- [Set tasks]
1: Name every individual person mentioned by name in the essay on Stalin's purge below.
2: Write the next part of the essay on Stalin's purge, beginning after its last sentence.

- [Reading text]
Walter Duranty's indignation has been ordered from him by the Kremlin this time too. Stalin now has to have his own lackeys as indignant as possible over the outrages and crimes that have been committed. They thus lead public opinion to believe that Stalin himself is full of indignation, and that consequently the forgeries, provocations, arbitrary exiles, and shootings took place without his knowledge and against his will. Only inveterate fools, of course, are capable of believing this. But even people who are not stupid are inclined to go to meet Stalin, on this question, at least halfway; yes, they say, Stalin was doubtless the culprit of the last wave of terror; but he wanted to limit it within the framework of political expediency, i.e., exterminate those it was necessary for his regime to exterminate. Meanwhile, the unreasonable and demoralized executants, guided by interests of a lower order, gave the purge a completely monstrous dimension and thus produced general indignation. Stalin, of course, is not guilty of these exaggerations, this senseless, even from the viewpoint of the Kremlin, extermination of hundreds of thousands of "neutral" people.
However much this reasoning may win over the thinking of ordinary people, it is false from start to finish. It supposes, above all, that Stalin himself is more limited than he actually is. But he has available, especially in this field, sufficient experience to be able to say what size a purge has to be in the apparatus that he took the major part in creating and forming. The preparation, as is well known, took a long time. It started with the expulsion from the party, in 1935, of tens of thousands of long repentant oppositionists. Nobody understood these measures. Least of all, of course, those expelled themselves. Stalin's task was to kill the Fourth International. and exterminate in passing the old generation of Bolsheviks, and from the subsequent generations all those who were morally connected with the tradition of the Bolshevik Party. In order to carry out such a monstrous plan, the like of which cannot be found in the pages of human history, the apparatus itself had to be caught in pincers. It was necessary to make every GPU agent, every Soviet official, every member of the party, feel that the slightest deviation from this or that diabolic assignment would mean the death of the recalcitrant and the destruction of his family and friends. Any thought of resistance in the party or in the working masses had to be killed in advance. It was thus a matter not of chance "exaggerations," not of unreasonable zeal on the part of the executants, but of a necessary condition of the success of the basic plan. As executant was required a hysterical villain like Yezhov; Stalin saw his character and the spirit of his work in advance, and prepared to reject him when the basic aim was reached. In this field, the work went according to plan.

- [Listed records]
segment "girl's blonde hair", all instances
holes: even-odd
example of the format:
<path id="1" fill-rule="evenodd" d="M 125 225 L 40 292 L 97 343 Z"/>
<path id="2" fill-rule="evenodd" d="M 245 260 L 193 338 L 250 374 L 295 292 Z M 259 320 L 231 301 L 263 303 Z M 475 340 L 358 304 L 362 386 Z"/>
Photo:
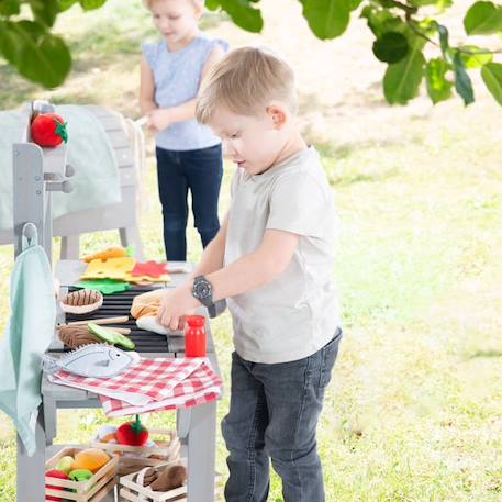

- [Response list]
1: Walter Duranty, Stalin, Yezhov

2:
Even in the period of struggle with the Left Opposition, Stalin initiated the clique of his nearest co-thinkers into his greatest sociological and historical discovery: all regimes in the past fell as a result of the indecision and vacillation of the ruling class. If the state power has sufficient ruthlessness in struggle with its foes, not stopping at mass extermination, it will always manage to cope with all dangers. Already in autumn 1927 this wisdom was being repeated by Stalin's agents in all keys with the aim of preparing the public opinion of the party for the coming purges and trials. Today, it may seem to the Kremlin bosses — in any case it seemed so to them yesterday — that the great theorem of Stalin has been confirmed by facts. But history will destroy the police illusion, this time too. When a social or political regime reaches irreconcilable contradictions with the demands of the development of the country, repressions can certainly prolong its existence for a certain time, but in the long run the apparatus of repression itself will begin to break, grow dull, crumble. Stalin's police apparatus is entering just this stage. The fates of Yagoda and Yezhov foretell the coming fate not only of Beria, but also of the common boss of all three.